Text excerpt >>

>> start

Q - What is the role of IAF?

A - IAF is a global network of accreditation bodies and other organisations involved in conformity assessment activities. Its key roles include:

• to maintain and expand the Multilateral Recognition Arrangement (MLA), between accreditation body members, with the aim of reducing risk to business and its customers and ensuring that an accredited certificate may be relied upon anywhere in the world;

• to develop and harmonize accreditation practices across the world; and

• to promote accreditation as an effective mechanism for providing confidence in goods and services, which is essential to global trade facilitation.

Q - Who are the members of IAF? 

A - There are two different categories of Membership to the IAF:

Accreditation Body Members

IAF Signatories
Accreditation body members of IAF achieve IAF MLA Signatory status after a full evaluation of their operations by a peer evaluation team, which is tasked to ensure that the applicant member complies fully with both the international standards and IAF requirements. Once an accreditation body is a signatory of the IAF MLA it is required to recognise and promote certificates issued by certification bodies accredited by all other signatories with the scope of the IAF MLA.

IAF Members that are not yet signatories
Membership of IAF is open to accreditation bodies that conduct and administer programmes by which they accredit bodies for certification of quality systems, products, services, personnel, and environmental management systems, as well as other programmes of conformity assessment. Accreditation body members must declare their intention to join the IAF Multilateral Recognition Agreement (MLA) recognising the equivalence of other members' accreditations to their own.
Association Members
Association Members are organisations or associations that represent a similar group of entities internationally or within an economy or region. These entities are associated with the programmes of IAF Accreditation Body Members and fully support IAF objectives.

IAF may grant Special Recognition status to organisations that share a common objective. Organisations granted Special Recognition status may participate at IAF Member meetings but are not eligible to vote. There are two categories of Special Recognition Organisations; Regional Accreditation Groups and Observer Organisations:

Regional Accreditation Groups
Special Recognition status may be granted to Regional Accreditation Groups where the IAF's multilateral recognition arrangement is promoted. Regional groups of Accreditation Bodies that operate a Regional Multilateral Recognition Arrangement based upon the same set of normative criteria used by the IAF in its peer evaluation process  are eligible for Special Recognition status in IAF.

Observer Organisations
Observers are granted Special Recognition status where IAF believes it is in the best interests of Members to develop closer relationships with another body. This includes key stakeholder organisations, such as standards bodies, industry representations and regulatory bodies.

Q - How is the IAF structured?

A - IAF is an international association of organisations that work together to achieve common trade facilitation objectives. The terms of reference, tasks and duties of the Members, the Board of Directors, and the Secretary are defined by the Bylaws and the Memorandum of Understanding (MoU).

The highest level of authority in IAF is the Members in a General Meeting. General Meetings make decisions and set policy on behalf of members. The Board is responsible for legal actions to be carried out on behalf of the members, for developing broad policy directions and for ensuring that the day-to-day work of IAF is carried out in accordance with the approved policies.

The Executive Committee is responsible to the Board of Directors for the day-to-day work of IAF based on decisions made by Members and directions from the Board of Directors.

The relationships between the various parts of the organisation of IAF can be found in IAF PL 5 which can be downloaded from the Policy Documents section of the site.

Q - What type of documents does IAF publish?

>> end

Required tasks >>
(a) Repeat the passage of the IAF FAQ starting at "Q - How is the" and ending at "the approved policies.".
(b) Write the next part of the IAF FAQ, picking up right after its final line.
The rows that follow are separate material, unrelated to the IAF FAQ.

Record set >>
>> start

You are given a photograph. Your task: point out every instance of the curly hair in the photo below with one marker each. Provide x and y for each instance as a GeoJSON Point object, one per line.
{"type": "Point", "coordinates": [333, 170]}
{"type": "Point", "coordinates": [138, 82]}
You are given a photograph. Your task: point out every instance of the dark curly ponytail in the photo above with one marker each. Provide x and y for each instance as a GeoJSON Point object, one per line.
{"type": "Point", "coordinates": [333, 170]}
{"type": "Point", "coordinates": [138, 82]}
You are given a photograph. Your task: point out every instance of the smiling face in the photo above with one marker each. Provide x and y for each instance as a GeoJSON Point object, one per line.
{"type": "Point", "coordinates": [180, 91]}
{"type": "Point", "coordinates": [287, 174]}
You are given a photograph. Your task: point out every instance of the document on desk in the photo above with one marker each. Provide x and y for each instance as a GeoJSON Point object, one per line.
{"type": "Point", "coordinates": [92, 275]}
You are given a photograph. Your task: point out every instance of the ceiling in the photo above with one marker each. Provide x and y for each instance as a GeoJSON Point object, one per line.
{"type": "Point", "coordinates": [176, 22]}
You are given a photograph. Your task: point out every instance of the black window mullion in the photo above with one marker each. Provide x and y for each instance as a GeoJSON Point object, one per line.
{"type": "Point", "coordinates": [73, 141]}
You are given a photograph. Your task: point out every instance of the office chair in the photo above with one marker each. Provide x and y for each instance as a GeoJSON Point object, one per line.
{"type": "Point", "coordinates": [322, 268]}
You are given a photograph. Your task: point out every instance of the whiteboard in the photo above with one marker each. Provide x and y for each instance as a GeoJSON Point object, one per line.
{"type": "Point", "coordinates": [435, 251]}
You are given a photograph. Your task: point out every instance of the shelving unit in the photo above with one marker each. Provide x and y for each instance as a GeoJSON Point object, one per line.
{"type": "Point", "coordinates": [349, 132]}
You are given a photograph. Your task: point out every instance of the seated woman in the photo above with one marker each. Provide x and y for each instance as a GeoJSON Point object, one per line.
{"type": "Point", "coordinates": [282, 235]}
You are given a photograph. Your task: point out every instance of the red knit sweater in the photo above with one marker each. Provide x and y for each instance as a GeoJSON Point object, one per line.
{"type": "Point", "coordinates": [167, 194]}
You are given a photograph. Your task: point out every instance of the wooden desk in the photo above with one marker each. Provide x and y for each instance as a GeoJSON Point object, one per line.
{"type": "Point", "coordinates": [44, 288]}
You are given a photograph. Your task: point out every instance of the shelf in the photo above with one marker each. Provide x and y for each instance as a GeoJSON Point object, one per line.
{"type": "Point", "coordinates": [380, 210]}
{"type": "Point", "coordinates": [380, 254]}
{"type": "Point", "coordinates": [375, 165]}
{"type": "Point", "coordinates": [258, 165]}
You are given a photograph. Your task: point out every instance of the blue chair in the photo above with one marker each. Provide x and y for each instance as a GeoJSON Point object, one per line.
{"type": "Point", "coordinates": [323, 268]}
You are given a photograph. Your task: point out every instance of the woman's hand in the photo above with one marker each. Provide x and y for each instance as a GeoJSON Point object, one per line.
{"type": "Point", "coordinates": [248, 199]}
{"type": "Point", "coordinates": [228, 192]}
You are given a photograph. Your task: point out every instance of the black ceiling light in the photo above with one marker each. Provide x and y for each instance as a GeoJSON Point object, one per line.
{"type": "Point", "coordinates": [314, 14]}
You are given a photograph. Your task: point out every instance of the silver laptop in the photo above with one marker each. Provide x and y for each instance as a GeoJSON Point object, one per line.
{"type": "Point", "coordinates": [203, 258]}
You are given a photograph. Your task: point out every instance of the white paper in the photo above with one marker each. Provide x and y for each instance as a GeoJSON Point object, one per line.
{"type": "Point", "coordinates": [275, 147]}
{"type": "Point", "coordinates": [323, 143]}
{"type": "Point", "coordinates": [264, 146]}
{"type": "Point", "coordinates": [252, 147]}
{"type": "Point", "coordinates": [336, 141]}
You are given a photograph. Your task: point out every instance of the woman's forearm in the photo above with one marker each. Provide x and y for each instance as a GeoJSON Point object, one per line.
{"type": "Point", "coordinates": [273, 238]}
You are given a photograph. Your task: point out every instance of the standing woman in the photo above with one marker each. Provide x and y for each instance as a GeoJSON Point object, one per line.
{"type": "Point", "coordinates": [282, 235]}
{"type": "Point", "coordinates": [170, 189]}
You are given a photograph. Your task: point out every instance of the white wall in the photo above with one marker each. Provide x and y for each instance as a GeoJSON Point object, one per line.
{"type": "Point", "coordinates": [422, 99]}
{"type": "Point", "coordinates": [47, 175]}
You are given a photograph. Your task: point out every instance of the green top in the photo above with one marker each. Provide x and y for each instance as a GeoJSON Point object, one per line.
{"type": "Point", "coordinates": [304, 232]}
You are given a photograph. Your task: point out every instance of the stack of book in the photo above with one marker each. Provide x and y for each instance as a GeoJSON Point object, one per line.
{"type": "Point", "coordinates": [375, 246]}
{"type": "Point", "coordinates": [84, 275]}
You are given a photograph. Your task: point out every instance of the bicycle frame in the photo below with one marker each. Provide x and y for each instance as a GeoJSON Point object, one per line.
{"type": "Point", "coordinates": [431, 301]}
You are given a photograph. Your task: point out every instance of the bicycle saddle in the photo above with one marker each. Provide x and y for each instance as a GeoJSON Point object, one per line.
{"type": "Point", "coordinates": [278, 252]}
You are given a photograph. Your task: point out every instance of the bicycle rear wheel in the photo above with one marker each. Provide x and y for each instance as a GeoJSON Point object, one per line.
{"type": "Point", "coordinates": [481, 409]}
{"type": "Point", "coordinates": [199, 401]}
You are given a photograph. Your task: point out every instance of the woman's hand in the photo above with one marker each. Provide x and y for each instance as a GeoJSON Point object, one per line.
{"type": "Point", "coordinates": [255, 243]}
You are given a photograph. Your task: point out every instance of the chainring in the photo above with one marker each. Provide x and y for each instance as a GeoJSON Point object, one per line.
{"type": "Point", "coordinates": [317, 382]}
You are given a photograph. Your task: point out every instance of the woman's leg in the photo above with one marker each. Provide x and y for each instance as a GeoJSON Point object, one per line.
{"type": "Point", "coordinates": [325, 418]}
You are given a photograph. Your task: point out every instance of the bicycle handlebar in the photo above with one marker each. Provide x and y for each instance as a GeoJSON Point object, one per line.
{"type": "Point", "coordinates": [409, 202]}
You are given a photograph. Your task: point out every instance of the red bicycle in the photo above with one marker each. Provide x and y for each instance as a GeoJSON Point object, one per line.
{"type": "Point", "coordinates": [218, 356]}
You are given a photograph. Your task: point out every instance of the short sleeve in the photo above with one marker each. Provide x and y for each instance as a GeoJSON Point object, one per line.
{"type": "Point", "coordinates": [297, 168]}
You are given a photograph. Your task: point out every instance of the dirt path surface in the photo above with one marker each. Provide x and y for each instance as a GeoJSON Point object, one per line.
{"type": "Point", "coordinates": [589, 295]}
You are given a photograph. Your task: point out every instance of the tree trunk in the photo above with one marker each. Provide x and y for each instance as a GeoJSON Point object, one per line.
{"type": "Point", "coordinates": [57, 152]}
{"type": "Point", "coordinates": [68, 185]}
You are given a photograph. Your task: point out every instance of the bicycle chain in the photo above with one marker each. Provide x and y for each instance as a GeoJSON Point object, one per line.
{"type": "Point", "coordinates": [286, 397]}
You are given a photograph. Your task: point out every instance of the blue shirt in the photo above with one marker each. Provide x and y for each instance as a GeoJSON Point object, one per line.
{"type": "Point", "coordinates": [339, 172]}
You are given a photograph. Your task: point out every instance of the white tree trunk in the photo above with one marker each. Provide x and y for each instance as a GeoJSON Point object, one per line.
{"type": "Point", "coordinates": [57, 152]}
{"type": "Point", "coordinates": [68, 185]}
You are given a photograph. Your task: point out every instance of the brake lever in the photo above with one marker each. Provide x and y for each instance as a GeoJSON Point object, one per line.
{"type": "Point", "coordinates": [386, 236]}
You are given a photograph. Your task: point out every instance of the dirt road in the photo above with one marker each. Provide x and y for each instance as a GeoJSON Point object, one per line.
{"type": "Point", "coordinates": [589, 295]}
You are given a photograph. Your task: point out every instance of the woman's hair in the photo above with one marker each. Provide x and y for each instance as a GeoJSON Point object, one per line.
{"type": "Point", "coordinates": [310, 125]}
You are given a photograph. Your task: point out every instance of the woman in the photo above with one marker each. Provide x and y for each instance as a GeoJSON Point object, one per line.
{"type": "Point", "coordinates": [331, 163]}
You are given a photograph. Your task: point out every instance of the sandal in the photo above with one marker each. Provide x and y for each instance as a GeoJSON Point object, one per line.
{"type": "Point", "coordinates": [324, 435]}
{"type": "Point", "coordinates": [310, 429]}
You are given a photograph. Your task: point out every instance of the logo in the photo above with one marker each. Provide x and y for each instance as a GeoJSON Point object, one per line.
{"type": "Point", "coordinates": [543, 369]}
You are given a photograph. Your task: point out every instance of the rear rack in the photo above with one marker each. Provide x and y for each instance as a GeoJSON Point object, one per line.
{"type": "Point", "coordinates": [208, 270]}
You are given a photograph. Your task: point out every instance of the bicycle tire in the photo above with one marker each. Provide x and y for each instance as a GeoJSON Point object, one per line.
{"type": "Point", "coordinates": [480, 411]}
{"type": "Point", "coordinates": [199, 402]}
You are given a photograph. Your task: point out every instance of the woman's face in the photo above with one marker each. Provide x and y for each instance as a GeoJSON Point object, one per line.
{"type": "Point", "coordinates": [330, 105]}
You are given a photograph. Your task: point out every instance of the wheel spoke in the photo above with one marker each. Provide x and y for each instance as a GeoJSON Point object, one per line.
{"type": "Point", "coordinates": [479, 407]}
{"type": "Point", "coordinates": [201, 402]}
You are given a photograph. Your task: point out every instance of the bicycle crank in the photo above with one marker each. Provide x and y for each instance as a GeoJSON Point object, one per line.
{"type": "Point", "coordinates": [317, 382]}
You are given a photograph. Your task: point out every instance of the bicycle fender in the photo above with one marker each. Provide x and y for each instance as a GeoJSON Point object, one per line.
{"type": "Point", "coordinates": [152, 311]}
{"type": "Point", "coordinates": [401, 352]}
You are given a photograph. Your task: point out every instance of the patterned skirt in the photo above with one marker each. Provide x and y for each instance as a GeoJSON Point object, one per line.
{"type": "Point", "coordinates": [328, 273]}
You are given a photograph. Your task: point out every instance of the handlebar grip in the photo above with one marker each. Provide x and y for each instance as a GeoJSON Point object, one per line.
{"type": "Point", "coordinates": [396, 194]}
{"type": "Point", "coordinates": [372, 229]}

>> end

Responses >>
(a)
Q - How is the IAF structured?

A - IAF is an international association of organisations that work together to achieve common trade facilitation objectives. The terms of reference, tasks and duties of the Members, the Board of Directors, and the Secretary are defined by the Bylaws and the Memorandum of Understanding (MoU).

The highest level of authority in IAF is the Members in a General Meeting. General Meetings make decisions and set policy on behalf of members. The Board is responsible for legal actions to be carried out on behalf of the members, for developing broad policy directions and for ensuring that the day-to-day work of IAF is carried out in accordance with the approved policies.

(b)
A - IAF publishes several documents to communicate policy decisions and rules, share best practices, and support accreditation body and conformity assessment body operations. These documents, which are under constant review, are core to the effective operation of IAF, and support IAF’s objective of certified once accepted everywhere.

All IAF documents are clearly categorised depending on the nature or purpose of the document. Some contain mandatory requirements, however others are available for advisory or informative purposes.

The categories are as follows:

Policy Documents (PL Series): Policy documents set out the governance requirements that IAF members are expected to follow, as well as the IAF position on current issues.

Multilateral Recognition Arrangement (MLA) Documents - (ML Series): IAF Guidance documents are based on the experience of accreditation bodies in applying the relevant ISO/IEC Guides in practice, and represent agreement among IAF members on best practices in the application of those Guides.  Accreditation bodies that are members of the MLA are required to adopt the IAF Guidance as part of their general rules of operation.

IAF Guidance Documents (GD Series): IAF publishes guidance for the use of accreditation bodies when accrediting certification bodies to assure that they also operate their programmes in a consistent and equivalent manner.

IAF Informative Documents (ID Series): Informative Documents reflect the consensus of IAF members on a given subject and are intended to support the consistent application of requirements.  As these documents are for information purposes only, accreditation body members, and the conformity assessment bodies they accredit, are not under any obligation to use or comply with these documents.

IAF Mandatory Documents (MD Series): IAF publishes Mandatory Documents which are required to be used by accreditation bodies when accrediting certification bodies to assure that they operate their programs in a consistent and equivalent manner. Mandatory documents are not intended to establish, interpret, subtract from or add to the requirements of any ISO/IEC Guide or Standard, but simply to assure consistent application of those Guides or Standards.

Procedures Documents (PR Series): IAF Procedures documents set out the procedures to be followed in implementing the IAF program, including the procedures and processes which must be followed in order to satisfy the IAF Objectives, Certificate of Incorporation and Bylaws.

IAF-ILAC Joint Publications (A Series): This category includes documents that are published jointly with ILAC, and are used in the the evaluation of regions, and unaffiliated bodies.

Documents for General Information:  IAF publishes a number of documents which are made available to assist businesses, regulators and other parties gain a better understanding of IAF and its operations. 

Promotional Documents:  IAF publishes a range of promotional document for use by IAF members, their accredited certification bodies and other stakeholders interested in accreditation.

About Accreditation

Q - What is conformity assessment?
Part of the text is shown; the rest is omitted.